* [Jobs]:
**a)** In the passage on the 1946 search for a United Nations headquarters, check whether each statement agrees with the text, and answer yes or no with the deciding words quoted: (i) The negotiators looked for a headquarters site in Westchester County and Fairfield County. (ii) The writer started out as a local government news reporter in Michigan City, Indiana. (iii) The people of Michigan City turned down the idea of hosting the United Nations.
**b)** Continue the passage on the 1946 search for a United Nations headquarters, picking up after its last sentence.

* [Document extract]:

When the diplomats of 1946 confronted suburban governments, they didn’t have a chance. Kim Ukura, who has first-hand experience in community journalism, pointed this out in her review of Capital of the World. This passage made her laugh:
Time and time again during the summer of 1946, negotiators for the United Nations motored from New York City to Westchester County, New York, and Fairfield County, Connecticut, the two suburban counties where they hoped to find a site for a headquarters. But in the meeting rooms of county and municipal authorities, it became clear that even diplomats who had served kings and presidents, who had kept governments afloat in exile during the war, and whose nations had subjected entire populations to colonial rule, were no match for local governments and suburban property owners.
I began my career as a local government news reporter in Michigan City, Indiana – and so it came as quite a surprise when I discovered that this town at the tip of Lake Michigan was one of the many self-anointed world capital contenders. In contrast to the suburban homeowners near New York, the people of Michigan City pursued the dream. The plan was to put the United Nations at the International Friendship Gardens, which had been transplanted from the 1933-34 Century of Progress Exposition in Chicago to a site just east of Michigan City.

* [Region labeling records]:
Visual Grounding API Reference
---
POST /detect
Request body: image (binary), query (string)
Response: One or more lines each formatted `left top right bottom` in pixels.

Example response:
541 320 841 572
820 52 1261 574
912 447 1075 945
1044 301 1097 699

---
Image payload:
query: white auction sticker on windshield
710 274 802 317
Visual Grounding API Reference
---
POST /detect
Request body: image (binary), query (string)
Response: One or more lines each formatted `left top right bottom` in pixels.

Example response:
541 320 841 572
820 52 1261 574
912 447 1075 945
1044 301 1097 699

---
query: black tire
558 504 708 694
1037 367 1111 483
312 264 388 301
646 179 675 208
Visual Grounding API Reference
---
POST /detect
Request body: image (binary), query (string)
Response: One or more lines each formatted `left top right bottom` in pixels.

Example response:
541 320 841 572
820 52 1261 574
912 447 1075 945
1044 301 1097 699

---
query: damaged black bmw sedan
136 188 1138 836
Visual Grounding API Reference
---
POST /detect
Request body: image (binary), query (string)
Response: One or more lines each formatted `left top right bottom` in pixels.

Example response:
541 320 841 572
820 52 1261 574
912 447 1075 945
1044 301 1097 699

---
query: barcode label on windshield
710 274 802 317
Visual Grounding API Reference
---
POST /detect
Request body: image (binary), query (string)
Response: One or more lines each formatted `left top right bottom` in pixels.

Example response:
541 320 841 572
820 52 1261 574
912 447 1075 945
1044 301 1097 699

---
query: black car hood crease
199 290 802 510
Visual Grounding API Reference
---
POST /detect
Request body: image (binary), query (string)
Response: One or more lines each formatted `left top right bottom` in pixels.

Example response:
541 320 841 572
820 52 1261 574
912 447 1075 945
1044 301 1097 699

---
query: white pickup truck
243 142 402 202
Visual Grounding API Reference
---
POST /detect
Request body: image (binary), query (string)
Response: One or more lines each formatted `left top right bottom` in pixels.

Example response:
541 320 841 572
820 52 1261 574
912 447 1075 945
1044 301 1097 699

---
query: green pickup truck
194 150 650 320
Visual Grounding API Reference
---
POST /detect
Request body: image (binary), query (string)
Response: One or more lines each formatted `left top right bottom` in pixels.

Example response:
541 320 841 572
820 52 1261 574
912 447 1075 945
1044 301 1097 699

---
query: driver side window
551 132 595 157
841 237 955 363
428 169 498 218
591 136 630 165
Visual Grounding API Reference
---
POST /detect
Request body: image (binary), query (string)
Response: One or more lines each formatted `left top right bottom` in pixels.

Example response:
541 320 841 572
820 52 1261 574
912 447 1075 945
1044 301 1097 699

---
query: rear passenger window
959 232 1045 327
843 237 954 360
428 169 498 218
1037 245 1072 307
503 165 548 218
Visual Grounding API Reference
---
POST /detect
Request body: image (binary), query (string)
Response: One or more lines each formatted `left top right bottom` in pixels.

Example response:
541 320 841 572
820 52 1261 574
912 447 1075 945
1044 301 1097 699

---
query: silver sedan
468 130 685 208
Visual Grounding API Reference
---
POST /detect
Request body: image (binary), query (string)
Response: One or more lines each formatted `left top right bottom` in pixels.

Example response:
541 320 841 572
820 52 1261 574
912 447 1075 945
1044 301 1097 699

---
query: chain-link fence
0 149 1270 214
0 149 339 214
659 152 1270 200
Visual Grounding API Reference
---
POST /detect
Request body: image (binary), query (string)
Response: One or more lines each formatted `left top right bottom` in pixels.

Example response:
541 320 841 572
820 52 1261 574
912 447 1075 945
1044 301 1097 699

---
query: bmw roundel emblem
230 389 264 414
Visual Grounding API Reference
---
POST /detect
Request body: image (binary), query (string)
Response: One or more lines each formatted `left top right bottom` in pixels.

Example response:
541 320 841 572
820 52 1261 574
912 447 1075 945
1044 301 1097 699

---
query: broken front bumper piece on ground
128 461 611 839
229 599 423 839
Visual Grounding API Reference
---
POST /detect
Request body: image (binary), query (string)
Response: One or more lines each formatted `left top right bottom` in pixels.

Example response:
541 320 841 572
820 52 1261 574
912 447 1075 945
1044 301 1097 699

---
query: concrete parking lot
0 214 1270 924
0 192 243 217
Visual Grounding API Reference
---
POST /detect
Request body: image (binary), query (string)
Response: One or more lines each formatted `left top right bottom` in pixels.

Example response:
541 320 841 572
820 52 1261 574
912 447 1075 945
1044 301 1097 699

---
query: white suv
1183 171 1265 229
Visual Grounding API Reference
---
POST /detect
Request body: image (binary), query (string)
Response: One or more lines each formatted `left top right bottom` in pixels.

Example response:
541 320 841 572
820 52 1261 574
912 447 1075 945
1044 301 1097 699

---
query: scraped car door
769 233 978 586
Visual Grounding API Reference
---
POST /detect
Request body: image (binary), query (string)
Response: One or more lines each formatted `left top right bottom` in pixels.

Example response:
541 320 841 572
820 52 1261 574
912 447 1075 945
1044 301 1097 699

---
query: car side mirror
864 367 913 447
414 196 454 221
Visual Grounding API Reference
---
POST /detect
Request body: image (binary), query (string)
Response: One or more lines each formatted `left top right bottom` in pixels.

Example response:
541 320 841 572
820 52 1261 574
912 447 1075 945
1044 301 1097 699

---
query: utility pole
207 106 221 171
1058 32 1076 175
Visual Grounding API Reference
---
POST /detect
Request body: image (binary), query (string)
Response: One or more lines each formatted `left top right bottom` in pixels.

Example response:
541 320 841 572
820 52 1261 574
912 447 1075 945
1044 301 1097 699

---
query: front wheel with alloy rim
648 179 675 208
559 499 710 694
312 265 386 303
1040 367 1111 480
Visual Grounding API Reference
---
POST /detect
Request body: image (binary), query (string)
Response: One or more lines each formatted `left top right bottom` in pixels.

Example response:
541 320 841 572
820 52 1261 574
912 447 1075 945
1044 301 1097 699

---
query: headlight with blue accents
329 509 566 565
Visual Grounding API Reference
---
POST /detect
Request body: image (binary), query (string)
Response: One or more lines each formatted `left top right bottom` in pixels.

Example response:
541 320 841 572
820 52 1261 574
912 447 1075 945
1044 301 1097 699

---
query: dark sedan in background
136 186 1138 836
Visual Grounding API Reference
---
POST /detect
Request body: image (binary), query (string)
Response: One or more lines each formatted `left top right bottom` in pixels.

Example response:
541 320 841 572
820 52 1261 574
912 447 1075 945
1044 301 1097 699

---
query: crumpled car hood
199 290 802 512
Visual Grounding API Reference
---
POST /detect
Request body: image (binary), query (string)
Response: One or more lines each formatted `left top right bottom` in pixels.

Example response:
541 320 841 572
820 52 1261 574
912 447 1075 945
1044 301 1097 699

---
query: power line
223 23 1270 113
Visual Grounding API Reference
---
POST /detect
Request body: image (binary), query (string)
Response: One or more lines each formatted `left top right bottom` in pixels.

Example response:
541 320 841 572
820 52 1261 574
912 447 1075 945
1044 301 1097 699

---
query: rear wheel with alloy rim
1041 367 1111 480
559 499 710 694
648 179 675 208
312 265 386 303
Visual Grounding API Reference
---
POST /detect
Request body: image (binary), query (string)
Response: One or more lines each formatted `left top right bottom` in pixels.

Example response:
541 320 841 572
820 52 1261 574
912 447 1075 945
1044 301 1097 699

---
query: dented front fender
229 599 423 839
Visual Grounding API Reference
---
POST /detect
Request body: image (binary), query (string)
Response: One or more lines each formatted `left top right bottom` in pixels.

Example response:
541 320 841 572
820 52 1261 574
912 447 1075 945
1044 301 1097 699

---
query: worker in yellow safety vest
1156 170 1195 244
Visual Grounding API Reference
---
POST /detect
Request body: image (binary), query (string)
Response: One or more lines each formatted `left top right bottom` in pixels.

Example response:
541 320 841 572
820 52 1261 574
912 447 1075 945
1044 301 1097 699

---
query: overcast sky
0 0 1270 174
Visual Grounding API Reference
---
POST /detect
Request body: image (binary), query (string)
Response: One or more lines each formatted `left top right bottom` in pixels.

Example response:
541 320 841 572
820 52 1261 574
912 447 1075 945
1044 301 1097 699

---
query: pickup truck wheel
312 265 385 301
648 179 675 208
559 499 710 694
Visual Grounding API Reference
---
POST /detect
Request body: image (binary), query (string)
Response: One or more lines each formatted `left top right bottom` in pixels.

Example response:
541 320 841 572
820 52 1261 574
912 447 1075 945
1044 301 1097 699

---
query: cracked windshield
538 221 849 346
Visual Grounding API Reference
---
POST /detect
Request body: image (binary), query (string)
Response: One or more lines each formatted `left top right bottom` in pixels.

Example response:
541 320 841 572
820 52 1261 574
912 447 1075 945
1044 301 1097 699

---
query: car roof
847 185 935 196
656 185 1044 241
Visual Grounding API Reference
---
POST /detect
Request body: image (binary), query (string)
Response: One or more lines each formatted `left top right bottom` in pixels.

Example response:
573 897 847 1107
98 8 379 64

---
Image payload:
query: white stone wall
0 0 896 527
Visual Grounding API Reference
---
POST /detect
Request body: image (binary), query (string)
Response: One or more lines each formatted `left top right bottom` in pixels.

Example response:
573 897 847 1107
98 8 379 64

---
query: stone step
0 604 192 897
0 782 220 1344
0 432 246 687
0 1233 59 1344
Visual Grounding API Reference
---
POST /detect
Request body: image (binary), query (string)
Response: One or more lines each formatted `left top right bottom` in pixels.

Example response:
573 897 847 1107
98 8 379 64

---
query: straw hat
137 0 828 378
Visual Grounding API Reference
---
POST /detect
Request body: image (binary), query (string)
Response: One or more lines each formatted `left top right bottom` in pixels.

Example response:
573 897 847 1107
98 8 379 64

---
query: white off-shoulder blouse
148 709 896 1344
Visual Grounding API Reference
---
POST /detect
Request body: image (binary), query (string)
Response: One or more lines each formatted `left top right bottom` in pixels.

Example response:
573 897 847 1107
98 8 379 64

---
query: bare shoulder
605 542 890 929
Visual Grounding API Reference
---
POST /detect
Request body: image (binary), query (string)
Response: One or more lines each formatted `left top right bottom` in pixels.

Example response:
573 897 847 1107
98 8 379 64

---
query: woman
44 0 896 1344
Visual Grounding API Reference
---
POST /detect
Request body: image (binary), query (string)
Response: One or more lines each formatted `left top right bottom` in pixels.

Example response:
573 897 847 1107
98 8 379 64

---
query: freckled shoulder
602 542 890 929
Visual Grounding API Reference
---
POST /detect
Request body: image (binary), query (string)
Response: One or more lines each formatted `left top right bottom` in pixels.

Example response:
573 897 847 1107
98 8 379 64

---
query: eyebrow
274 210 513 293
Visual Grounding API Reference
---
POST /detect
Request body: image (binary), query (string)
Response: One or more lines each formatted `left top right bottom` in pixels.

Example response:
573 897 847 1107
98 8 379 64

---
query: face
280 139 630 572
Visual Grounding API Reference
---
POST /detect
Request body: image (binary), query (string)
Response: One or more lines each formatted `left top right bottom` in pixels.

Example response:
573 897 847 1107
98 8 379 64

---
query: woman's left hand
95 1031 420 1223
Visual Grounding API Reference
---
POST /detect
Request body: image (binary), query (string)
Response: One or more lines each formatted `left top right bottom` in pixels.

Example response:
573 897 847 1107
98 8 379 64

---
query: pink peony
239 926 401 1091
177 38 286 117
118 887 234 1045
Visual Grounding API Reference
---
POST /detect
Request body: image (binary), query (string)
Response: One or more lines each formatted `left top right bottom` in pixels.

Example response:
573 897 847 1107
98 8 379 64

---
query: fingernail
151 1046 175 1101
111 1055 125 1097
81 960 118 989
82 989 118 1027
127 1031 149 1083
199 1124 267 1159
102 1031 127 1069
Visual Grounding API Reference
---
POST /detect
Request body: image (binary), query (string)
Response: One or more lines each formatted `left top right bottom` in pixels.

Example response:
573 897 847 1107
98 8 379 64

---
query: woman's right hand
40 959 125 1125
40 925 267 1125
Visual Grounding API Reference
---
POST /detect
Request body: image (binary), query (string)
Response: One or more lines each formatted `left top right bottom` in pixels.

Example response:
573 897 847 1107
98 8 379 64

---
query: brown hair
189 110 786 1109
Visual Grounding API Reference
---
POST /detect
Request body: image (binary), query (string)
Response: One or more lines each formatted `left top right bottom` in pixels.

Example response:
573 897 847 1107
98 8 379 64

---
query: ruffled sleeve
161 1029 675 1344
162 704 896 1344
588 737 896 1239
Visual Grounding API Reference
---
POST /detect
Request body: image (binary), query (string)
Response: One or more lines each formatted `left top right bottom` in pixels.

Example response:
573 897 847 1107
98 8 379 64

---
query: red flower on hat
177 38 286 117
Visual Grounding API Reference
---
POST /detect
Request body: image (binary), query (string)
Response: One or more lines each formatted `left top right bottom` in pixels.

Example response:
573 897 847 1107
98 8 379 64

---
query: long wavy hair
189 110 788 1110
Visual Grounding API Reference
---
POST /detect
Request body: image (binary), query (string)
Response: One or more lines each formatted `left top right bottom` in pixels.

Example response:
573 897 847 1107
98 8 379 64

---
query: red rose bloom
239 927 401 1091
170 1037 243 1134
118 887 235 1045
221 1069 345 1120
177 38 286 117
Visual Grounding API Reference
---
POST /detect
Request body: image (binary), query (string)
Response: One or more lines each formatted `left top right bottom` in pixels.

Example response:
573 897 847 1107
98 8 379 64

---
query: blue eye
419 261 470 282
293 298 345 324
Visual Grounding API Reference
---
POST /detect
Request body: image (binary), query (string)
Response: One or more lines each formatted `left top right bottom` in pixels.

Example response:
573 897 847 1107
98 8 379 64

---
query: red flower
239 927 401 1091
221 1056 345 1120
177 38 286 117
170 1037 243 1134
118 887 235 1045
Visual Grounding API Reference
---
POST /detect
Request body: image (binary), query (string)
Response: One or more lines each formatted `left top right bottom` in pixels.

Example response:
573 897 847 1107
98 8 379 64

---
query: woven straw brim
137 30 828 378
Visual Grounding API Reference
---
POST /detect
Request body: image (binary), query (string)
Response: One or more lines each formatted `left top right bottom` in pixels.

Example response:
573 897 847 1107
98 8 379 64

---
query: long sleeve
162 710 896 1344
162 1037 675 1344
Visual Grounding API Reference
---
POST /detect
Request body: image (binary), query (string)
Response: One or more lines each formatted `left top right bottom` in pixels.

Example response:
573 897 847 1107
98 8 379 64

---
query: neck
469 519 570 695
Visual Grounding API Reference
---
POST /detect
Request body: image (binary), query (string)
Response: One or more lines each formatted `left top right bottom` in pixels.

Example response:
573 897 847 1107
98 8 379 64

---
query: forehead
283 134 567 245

* [Answer set]:
**a)**
(i) Yes: "the two suburban counties where they hoped to find a site for a headquarters"
(ii) Yes: "I began my career as a local government news reporter in Michigan City, Indiana"
(iii) No: "the people of Michigan City pursued the dream"

**b)**
This weekend, The Press of Atlantic City highlighted the visit of United Nations diplomats who spent a weekend at the seaside resort in January 1946 as part of their search for a home for the UN. Their hosts were sure that they would see their honored guests again. Why? Because the leader of the mission allowed sand to be poured into his shoes. By local custom, this guaranteed a return visit.
While the diplomats visited the shore, communities in North Jersey towns within commuting distance of New York also scrambled to attract attention. Among the most vigorous of contenders was Morristown, located 30 miles west of New York City.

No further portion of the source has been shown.